_TASK_:
What lines in the records below contain the string "summit"? Copy every one.
=== Section Start ===
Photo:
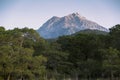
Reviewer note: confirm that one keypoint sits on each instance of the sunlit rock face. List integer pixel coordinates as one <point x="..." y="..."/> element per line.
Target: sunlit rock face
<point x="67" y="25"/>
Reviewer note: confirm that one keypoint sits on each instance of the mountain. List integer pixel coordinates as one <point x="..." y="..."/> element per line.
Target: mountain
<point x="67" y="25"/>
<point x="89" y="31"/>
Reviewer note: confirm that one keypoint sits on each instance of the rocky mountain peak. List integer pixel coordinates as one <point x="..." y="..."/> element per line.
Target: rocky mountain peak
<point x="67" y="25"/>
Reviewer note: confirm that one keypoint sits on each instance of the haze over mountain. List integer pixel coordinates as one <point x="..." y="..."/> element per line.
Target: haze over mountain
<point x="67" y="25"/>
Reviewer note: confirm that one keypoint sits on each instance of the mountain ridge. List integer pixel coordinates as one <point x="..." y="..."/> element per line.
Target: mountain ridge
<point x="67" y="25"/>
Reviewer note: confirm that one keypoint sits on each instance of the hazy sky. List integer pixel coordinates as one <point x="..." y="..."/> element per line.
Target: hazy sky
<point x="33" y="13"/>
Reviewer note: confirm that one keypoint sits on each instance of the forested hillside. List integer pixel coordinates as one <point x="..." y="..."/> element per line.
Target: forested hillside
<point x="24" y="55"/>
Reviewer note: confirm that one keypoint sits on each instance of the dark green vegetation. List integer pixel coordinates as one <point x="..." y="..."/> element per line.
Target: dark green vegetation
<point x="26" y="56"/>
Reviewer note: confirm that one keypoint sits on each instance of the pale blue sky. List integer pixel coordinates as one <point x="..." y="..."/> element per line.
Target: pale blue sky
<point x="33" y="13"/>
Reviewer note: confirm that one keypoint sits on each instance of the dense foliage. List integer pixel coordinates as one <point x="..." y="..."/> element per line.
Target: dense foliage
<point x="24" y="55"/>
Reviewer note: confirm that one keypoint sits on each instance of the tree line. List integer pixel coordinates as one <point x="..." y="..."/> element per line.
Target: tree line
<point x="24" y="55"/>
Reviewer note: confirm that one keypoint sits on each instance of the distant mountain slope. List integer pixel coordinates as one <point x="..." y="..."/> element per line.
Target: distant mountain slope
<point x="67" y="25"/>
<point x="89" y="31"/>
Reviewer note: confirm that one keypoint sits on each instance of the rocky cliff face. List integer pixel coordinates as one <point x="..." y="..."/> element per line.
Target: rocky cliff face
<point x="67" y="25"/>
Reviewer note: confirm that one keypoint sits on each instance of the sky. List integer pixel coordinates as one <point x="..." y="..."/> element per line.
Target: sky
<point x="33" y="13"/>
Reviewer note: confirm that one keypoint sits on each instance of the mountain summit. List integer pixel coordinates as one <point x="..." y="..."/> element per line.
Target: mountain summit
=== Section End ===
=== Section Start ===
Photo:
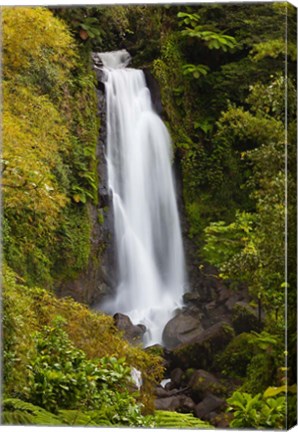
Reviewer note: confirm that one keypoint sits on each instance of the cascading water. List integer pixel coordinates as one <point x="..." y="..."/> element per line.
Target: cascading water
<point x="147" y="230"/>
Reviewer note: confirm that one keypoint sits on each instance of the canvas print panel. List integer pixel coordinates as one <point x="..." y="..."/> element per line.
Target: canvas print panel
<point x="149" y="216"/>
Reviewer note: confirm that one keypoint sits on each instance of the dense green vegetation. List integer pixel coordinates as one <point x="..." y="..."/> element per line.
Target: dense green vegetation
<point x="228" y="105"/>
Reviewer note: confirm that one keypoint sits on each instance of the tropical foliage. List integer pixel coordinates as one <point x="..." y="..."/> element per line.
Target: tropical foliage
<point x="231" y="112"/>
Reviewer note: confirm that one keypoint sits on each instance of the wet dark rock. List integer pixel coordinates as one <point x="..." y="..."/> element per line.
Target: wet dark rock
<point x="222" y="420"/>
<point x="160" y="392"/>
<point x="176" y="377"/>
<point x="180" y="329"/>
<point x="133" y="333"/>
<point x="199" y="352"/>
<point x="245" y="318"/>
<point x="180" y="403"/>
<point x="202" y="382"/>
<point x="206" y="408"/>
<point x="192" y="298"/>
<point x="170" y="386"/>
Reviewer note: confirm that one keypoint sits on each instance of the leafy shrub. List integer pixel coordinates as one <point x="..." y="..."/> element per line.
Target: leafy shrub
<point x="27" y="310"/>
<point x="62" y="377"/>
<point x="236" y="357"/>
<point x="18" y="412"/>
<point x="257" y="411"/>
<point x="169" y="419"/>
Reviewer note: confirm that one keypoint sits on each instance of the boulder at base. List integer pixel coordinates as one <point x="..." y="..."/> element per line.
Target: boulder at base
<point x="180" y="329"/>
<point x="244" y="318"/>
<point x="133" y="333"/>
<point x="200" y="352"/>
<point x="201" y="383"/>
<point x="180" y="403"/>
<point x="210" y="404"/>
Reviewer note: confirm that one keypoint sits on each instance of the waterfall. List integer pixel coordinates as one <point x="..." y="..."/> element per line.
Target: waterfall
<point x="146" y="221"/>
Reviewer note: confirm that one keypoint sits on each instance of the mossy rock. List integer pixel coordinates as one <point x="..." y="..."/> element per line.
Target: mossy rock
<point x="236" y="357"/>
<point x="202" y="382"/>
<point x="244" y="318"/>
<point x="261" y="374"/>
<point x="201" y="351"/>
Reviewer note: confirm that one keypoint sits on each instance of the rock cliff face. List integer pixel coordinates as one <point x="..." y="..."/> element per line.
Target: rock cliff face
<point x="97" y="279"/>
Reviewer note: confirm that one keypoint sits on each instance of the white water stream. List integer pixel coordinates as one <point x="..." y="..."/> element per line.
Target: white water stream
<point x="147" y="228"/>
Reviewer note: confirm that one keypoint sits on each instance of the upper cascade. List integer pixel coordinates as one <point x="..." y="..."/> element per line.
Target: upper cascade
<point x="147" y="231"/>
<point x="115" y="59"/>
=== Section End ===
=== Section Start ===
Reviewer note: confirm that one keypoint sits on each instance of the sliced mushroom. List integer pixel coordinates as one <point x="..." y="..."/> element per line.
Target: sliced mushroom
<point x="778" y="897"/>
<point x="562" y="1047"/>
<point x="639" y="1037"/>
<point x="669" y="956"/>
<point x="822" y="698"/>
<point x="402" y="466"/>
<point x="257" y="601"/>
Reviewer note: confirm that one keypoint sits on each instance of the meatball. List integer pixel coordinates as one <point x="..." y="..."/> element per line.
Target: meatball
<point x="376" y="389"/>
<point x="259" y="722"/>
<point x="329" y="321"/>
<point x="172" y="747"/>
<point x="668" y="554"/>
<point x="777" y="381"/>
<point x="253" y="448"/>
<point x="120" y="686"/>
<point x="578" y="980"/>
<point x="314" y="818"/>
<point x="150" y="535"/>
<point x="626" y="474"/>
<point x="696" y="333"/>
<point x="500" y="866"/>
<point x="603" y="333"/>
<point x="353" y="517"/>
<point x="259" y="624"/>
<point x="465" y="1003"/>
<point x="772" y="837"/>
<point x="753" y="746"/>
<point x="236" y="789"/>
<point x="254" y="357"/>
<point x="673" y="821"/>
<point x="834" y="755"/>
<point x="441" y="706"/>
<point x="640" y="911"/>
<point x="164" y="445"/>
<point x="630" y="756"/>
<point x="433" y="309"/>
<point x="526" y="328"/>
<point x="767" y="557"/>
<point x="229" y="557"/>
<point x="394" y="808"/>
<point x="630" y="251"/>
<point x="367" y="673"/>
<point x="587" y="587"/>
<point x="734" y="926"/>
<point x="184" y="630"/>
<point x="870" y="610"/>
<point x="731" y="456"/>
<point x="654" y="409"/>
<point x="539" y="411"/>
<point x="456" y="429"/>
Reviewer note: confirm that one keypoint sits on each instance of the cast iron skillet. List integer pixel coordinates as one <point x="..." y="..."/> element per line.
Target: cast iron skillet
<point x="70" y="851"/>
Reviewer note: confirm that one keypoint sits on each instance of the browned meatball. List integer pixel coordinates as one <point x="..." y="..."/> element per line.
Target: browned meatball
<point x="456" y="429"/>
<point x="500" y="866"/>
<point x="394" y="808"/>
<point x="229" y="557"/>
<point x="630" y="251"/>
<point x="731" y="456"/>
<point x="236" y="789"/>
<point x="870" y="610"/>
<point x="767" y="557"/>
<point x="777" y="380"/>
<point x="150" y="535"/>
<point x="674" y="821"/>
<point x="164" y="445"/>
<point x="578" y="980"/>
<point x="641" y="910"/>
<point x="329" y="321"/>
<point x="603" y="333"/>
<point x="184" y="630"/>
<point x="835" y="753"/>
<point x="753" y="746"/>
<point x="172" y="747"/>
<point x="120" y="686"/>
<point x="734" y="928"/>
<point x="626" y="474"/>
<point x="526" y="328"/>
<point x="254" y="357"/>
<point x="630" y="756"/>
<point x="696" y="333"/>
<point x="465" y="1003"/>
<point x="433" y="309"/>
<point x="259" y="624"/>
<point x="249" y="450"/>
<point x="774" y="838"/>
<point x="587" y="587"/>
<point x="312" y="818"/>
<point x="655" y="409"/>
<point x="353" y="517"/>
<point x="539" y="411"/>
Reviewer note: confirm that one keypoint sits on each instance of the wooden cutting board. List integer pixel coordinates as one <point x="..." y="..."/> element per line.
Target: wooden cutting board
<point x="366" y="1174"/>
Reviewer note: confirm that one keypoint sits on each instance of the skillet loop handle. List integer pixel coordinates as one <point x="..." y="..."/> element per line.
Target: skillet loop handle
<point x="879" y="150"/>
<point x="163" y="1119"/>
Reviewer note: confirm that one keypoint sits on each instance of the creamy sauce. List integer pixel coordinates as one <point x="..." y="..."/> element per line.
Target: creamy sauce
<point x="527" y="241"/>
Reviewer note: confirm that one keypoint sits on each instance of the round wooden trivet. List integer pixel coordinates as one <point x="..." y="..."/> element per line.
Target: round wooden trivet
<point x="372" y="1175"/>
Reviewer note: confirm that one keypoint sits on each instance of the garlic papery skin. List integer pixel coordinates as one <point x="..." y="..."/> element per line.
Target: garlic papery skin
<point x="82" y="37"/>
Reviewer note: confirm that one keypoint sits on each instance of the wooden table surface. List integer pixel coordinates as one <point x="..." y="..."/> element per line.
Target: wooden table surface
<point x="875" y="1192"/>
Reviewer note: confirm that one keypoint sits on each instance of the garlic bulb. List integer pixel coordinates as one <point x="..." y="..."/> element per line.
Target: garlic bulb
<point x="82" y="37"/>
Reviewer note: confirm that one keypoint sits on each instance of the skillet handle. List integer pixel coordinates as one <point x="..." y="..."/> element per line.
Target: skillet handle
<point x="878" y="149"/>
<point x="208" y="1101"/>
=== Section End ===
_THE ANSWER_:
Reviewer note: confirm that one keypoint sits on each instance of the mountain summit. List integer pixel coordinates as one <point x="..." y="..."/> element per line.
Target: mountain summit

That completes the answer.